Raw records:
● ● ● ● ●

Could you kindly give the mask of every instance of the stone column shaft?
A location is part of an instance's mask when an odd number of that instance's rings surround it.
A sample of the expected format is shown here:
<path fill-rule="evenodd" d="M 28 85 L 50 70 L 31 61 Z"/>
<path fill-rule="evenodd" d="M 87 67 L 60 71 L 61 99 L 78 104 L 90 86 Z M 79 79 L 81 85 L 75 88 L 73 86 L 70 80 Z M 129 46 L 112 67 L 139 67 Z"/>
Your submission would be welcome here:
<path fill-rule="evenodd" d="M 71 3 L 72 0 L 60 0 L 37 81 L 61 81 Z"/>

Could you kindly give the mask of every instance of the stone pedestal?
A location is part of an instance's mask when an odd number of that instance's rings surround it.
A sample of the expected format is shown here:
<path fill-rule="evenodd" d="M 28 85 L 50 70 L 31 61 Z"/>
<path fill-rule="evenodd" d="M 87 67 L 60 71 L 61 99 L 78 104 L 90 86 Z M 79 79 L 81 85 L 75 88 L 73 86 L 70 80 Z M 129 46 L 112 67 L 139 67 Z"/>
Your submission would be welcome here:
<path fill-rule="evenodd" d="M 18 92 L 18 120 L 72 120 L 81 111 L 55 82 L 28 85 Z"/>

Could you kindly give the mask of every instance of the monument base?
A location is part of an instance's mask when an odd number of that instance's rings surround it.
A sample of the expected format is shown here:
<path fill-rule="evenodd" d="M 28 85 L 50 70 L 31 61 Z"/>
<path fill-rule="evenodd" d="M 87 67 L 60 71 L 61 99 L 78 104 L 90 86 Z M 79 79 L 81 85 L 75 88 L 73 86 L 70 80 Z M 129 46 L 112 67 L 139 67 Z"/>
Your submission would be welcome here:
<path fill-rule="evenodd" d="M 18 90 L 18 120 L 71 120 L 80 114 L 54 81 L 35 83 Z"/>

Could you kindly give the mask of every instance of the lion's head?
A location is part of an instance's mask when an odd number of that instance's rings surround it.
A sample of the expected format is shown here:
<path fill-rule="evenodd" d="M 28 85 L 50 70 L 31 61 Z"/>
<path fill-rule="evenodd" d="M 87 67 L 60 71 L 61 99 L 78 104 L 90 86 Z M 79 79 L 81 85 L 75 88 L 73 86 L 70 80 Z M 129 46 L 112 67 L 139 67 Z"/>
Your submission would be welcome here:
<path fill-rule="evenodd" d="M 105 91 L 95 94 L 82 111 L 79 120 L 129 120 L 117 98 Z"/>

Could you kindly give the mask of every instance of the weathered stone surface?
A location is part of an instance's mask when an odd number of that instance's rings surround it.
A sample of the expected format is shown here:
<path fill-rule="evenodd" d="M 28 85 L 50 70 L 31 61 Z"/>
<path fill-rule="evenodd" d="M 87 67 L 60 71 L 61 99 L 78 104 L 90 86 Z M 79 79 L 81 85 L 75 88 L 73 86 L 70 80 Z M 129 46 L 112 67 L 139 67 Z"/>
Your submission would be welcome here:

● ● ● ● ●

Exercise: Would you copy out each line exactly as written?

Answer to this task:
Could you kindly give the mask of every instance of the stone column shaft?
A location is part of an instance's mask when an odd number of that instance's rings surround it.
A sample of the expected format is shown here:
<path fill-rule="evenodd" d="M 28 85 L 50 70 L 31 61 Z"/>
<path fill-rule="evenodd" d="M 87 67 L 60 71 L 61 99 L 78 104 L 90 86 Z M 79 79 L 81 85 L 75 88 L 73 86 L 70 80 Z M 129 46 L 112 67 L 139 67 Z"/>
Your submission would be welcome here:
<path fill-rule="evenodd" d="M 71 3 L 72 0 L 60 0 L 37 81 L 61 81 Z"/>

Could you kindly give the mask of every instance of the stone pedestal?
A location is part of an instance's mask when an odd number of that instance's rings surround it.
A sample of the expected format is shown here:
<path fill-rule="evenodd" d="M 28 85 L 50 70 L 31 61 Z"/>
<path fill-rule="evenodd" d="M 87 67 L 60 71 L 61 99 L 78 104 L 90 86 Z M 79 79 L 81 85 L 75 88 L 73 86 L 70 80 Z M 129 46 L 112 67 L 139 67 Z"/>
Your submission would be welcome here:
<path fill-rule="evenodd" d="M 18 92 L 18 120 L 72 120 L 81 111 L 55 82 L 28 85 Z"/>

Could you kindly give the mask of every instance of the monument base?
A location is part of an instance's mask when an odd number of that instance's rings surround it.
A sample of the expected format is shown here:
<path fill-rule="evenodd" d="M 28 85 L 50 70 L 31 61 Z"/>
<path fill-rule="evenodd" d="M 87 67 L 60 71 L 61 99 L 78 104 L 90 86 Z M 79 79 L 81 85 L 75 88 L 73 86 L 70 80 Z M 129 46 L 112 67 L 139 67 Z"/>
Your submission would be welcome here:
<path fill-rule="evenodd" d="M 18 90 L 18 120 L 71 120 L 80 114 L 54 81 L 35 83 Z"/>

Could you kindly give the mask of every instance of the lion's head?
A location is part of an instance's mask when an odd number of that instance's rings surround it.
A sample of the expected format is shown here:
<path fill-rule="evenodd" d="M 28 85 L 50 70 L 31 61 Z"/>
<path fill-rule="evenodd" d="M 87 67 L 60 71 L 61 99 L 78 104 L 90 86 Z M 79 79 L 81 85 L 75 88 L 73 86 L 70 80 Z M 129 46 L 112 67 L 139 67 Z"/>
Your submission would be welcome here:
<path fill-rule="evenodd" d="M 105 91 L 95 94 L 82 111 L 79 120 L 129 120 L 117 98 Z"/>

Could you kindly give the mask of every instance of the weathered stone surface?
A location is part of an instance's mask when an odd number of that instance's rings surround it.
A sample of the expected format is shown here:
<path fill-rule="evenodd" d="M 28 85 L 50 70 L 31 61 Z"/>
<path fill-rule="evenodd" d="M 87 67 L 60 71 L 61 99 L 78 104 L 90 86 Z M 79 79 L 81 85 L 75 88 L 73 86 L 70 80 Z M 129 46 L 112 67 L 139 67 Z"/>
Your submission would be welcome here:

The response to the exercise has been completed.